Sales Analysis and forcasting for Sneakers market


Hello everyone and welcome again.

As part of a personal process, I decided to analyze and decipher several databases on subjects that I'm interrested in, and to share with you the results I obtained.

Today we're gonna analyse a market that I've been personnally investing in : the Sneakers market. This market has grown so much over the past decade. Statista's recently published a report on the Sneakers market indicating that the "global Sneakers" reached $127.3 billion of market capitalisation by 2021.

The current U.S. sneaker resale market is estimated at 2 billion dollars, but is expected to explode 15 times to 30 billion dollars by 2030. One of the main reasons: value appreciation. Sneakers are increasingly seen as an alternative asset.

The expansion of this market has witnessed the groth of new actors such as GOAT or StockX.

Earlier in 2021, resale marketplace app GOAT raised 195 million dollars in venture capital funding for a 3.7 billion dollars valuation. The company claimed 2 billion dollars in sales on the platform from mid-2020 to July 2021, with sneaker sales doubling.

Like GOAT, resale platform StockX was able to raise capital at a $3.8 billion valuation with IPO prospects later this year.

Today, we're going to anlyse a StockX Dataset and try to make predictions on this dataset. Here are the questions we're gonna try to answer :

  • What shoes are most popular?
  • Which shoes have the best/worst profit margins?
  • What factors affect profit margin?
  • Is it possible to predict the sale price of a shoe at a given time?

First, let's try import the packages we're gonna need :

Imports

In [ ]:
!pip install --upgrade matplotlib
In [ ]:
!pip install colour
!pip install dython
import warnings
warnings.filterwarnings('ignore')
In [9]:
from colour import Color
from collections import OrderedDict
import pandas as pd
import numpy as np  # linear algebra
import itertools  # iteration utils
from scipy.interpolate import griddata  # for 3d surface plot
import pickle
import plotly.express as px
import plotly.graph_objects as go
from plotly import subplots
import plotly.io as pio

Data Loading

In [10]:
df = pd.read_csv("StockX-Data-Contest-2019-3.csv")
In [11]:
df.head()
Out[11]:
Order Date Brand Sneaker Name Sale Price Retail Price Release Date Shoe Size Buyer Region
0 9/1/17 Yeezy Adidas-Yeezy-Boost-350-Low-V2-Beluga $1,097 $220 9/24/16 11.0 California
1 9/1/17 Yeezy Adidas-Yeezy-Boost-350-V2-Core-Black-Copper $685 $220 11/23/16 11.0 California
2 9/1/17 Yeezy Adidas-Yeezy-Boost-350-V2-Core-Black-Green $690 $220 11/23/16 11.0 California
3 9/1/17 Yeezy Adidas-Yeezy-Boost-350-V2-Core-Black-Red $1,075 $220 11/23/16 11.5 Kentucky
4 9/1/17 Yeezy Adidas-Yeezy-Boost-350-V2-Core-Black-Red-2017 $828 $220 2/11/17 11.0 Rhode Island

Features ingeneering

Currently the dataset consists of the single file of sales provided by StockX. ~10000 shoe sales from 50 different models, yeezys and Nike X Off_white.

####################

** Exercises to complete **
a - In the sneaker market analysis, what valuation did GOAT reach when it raised 195 million dollars in venture capital funding?
b - Transcribe the passage of the sneaker market analysis from "The expansion of" up to and including "later this year.".

** Extracted records **
####################

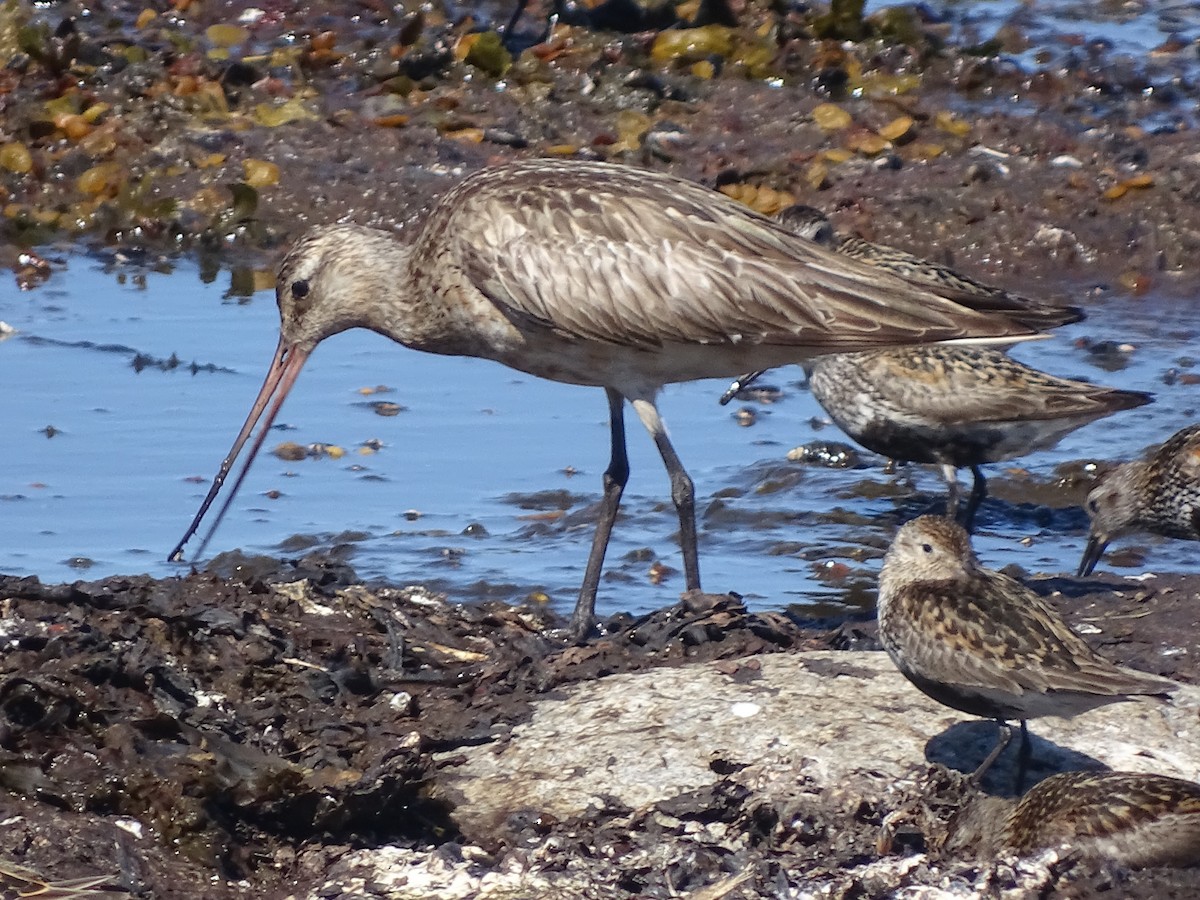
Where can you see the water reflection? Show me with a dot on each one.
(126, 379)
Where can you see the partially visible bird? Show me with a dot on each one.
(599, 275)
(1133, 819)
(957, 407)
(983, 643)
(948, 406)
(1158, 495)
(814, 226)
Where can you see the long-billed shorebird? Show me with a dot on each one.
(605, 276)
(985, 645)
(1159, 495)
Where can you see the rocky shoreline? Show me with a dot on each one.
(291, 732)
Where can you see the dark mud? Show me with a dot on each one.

####################

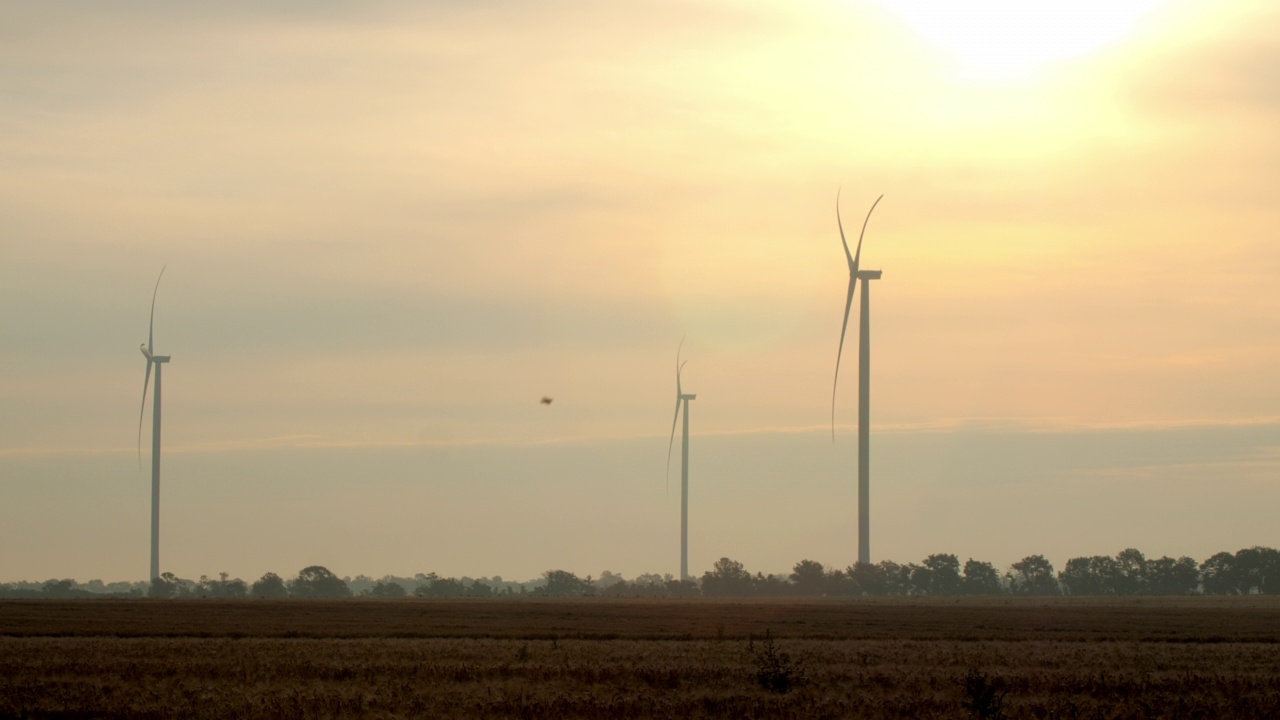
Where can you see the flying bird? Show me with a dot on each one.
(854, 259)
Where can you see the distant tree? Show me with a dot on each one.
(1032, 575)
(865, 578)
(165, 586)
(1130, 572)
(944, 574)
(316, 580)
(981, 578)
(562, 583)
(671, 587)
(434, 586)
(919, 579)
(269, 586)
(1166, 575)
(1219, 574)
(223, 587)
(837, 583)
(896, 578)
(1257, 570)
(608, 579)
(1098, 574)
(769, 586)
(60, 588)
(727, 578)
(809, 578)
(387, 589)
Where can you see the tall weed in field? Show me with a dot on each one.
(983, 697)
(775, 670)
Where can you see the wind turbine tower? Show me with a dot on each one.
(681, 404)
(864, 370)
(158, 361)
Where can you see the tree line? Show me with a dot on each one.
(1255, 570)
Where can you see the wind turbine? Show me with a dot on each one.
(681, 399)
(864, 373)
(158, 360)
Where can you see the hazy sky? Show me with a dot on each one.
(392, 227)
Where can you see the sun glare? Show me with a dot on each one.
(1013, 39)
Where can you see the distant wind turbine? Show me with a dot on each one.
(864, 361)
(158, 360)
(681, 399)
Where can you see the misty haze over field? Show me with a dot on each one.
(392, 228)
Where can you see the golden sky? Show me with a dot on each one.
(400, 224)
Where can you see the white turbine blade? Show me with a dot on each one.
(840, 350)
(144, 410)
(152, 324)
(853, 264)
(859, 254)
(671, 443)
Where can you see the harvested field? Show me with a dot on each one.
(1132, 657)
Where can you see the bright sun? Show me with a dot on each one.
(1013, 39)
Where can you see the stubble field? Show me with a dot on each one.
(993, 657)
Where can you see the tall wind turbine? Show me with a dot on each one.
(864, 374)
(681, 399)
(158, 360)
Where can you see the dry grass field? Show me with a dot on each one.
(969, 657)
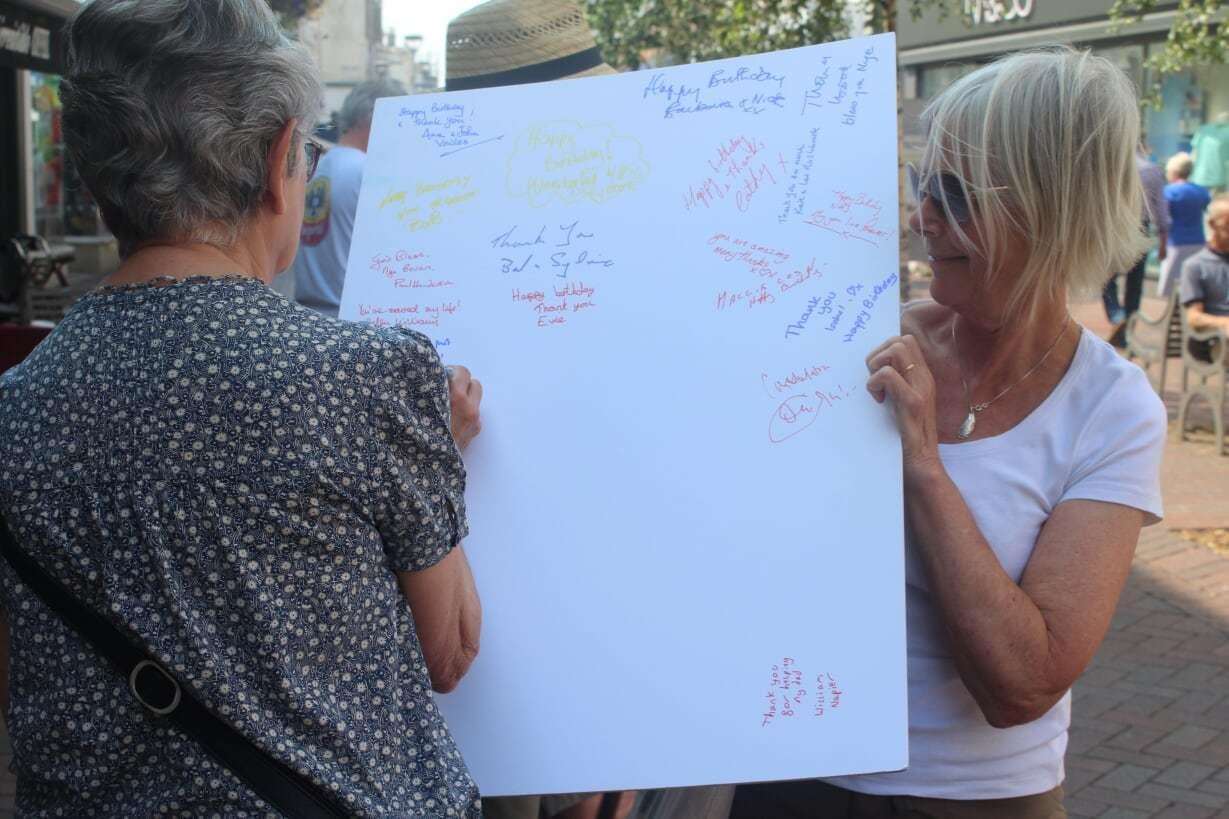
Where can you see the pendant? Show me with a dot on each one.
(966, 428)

####################

** Final results **
a - A 3.7 billion dollar valuation.

b -
The expansion of this market has witnessed the groth of new actors such as GOAT or StockX.

Earlier in 2021, resale marketplace app GOAT raised 195 million dollars in venture capital funding for a 3.7 billion dollars valuation. The company claimed 2 billion dollars in sales on the platform from mid-2020 to July 2021, with sneaker sales doubling.

Like GOAT, resale platform StockX was able to raise capital at a $3.8 billion valuation with IPO prospects later this year.